# [Task requirements]
Please report every line of the material below that contains the word "surface". Case counts, so a line with the word in different capitalization does not match.

# [Material]
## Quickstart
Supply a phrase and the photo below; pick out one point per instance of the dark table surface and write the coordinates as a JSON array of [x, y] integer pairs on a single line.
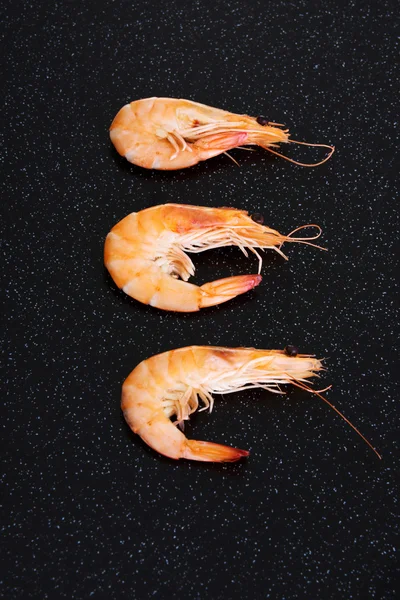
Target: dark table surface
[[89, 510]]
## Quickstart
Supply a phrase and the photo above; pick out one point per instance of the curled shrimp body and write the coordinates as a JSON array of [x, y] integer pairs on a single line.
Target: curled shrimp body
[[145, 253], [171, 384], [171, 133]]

* * *

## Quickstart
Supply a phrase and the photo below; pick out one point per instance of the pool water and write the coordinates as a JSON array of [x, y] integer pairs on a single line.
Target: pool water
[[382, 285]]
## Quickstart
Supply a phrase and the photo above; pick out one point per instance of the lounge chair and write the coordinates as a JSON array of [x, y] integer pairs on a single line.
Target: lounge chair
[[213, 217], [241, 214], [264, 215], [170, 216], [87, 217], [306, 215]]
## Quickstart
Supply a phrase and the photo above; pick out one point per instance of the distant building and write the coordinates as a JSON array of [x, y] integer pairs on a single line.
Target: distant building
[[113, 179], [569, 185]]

# [Expected output]
Supply a phrase and the photo below; pick out one point per instance of the dark table surface and write the coordinates as a JSON array of [x, y] integer pairs on a single line.
Target: dark table surface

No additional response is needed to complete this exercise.